__Problem__.
Each line of the material below is to be given again exactly.

__Supplied data__.
....................

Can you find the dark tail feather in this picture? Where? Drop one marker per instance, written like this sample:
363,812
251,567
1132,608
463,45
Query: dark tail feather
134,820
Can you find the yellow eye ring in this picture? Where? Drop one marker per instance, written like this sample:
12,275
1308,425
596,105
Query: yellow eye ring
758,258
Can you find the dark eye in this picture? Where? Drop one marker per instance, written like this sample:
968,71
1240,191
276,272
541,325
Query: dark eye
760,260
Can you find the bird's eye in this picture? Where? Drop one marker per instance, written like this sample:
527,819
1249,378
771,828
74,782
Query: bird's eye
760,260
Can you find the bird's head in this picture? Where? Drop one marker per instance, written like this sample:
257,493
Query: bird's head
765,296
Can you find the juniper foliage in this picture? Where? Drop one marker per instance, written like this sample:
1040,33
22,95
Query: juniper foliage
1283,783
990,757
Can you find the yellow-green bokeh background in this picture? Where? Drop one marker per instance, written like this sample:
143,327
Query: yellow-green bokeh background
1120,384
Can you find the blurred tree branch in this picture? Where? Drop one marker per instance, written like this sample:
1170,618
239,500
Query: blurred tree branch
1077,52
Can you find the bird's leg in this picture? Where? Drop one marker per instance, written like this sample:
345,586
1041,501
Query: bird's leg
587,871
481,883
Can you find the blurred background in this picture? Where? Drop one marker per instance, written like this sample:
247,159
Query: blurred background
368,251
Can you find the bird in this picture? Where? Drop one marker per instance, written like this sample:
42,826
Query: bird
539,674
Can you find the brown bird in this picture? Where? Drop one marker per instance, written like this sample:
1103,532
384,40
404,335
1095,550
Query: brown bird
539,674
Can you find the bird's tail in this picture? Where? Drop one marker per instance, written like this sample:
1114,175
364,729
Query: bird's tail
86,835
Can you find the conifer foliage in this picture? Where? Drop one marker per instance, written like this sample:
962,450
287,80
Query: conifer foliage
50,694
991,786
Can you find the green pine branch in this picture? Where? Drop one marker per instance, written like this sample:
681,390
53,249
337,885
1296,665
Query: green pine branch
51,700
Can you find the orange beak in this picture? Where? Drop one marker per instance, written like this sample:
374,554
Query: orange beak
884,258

....................

__Response to this task__.
Can you find the dark tail feather in this picture? Where? Drop one marker per instance, written like this sample:
363,812
251,567
1132,608
463,45
Query: dark tail feather
134,820
Can you find the yellow eye ring in this picture? Where? Drop one marker per instance, written like this sample:
12,275
1308,425
596,105
Query: yellow eye ring
758,258
Can you find the dark eye in this picture? Where? Drop one marker per instance, written like this sample:
968,71
1240,191
276,272
541,325
Query: dark eye
760,260
Can you find the bird's eye in this picture? Where? Drop one marker per instance, written like this sample:
527,819
1249,378
771,828
74,782
Query: bird's eye
760,260
Can you find the bird's head in this picture? Where? Drop one marker per instance, written like this sample:
257,493
Query: bird's head
765,296
Can you find the juniper foliage in this picture? Where? Drop one marker per instance, written like this sample:
1040,33
22,95
Query: juniper foliage
1283,783
990,757
Can you find the yellow-green bokeh background in this picture? Where? Drop one marker per instance, written like this sample:
143,327
Query: yellow-green bokeh background
1120,384
Can you find the blurred tree branch in this picture? Where? Drop one marker per instance, written like this sample:
1170,618
239,500
Query: blurred tree branch
1077,52
Can you find the bird's leg in this picture? Where? Drop one marker per instance, written like this sample:
345,586
1041,501
Query: bird's leg
587,871
481,883
Can you find the blurred background in this picture? Where? Drop one marker per instance, written like this sample:
247,159
Query: blurred background
368,251
Can you find the bird in this picture? Where? Drop one marker per instance, written like this sample:
42,826
Query: bird
539,674
Can you find the brown bird in this picture? Where? Drop one marker per instance, written like this sample:
1103,532
384,40
404,335
1095,550
Query: brown bird
539,674
Can you find the bird's tail in this picture? Where? Drop one marker per instance, written like this sample:
1114,175
364,729
Query: bird's tail
86,835
Can you find the conifer foliage in this picture? Where? Drop one marker per instance, written like this sample:
962,450
287,80
Query: conifer foliage
50,694
991,786
Can you find the green pine branch in this picture? Where? Drop one marker per instance, written like this sample:
681,390
53,249
337,885
1296,665
Query: green pine branch
51,700
Can you find the orange beak in this picture? Where? Drop one marker per instance, written like this sample:
374,554
Query: orange beak
884,258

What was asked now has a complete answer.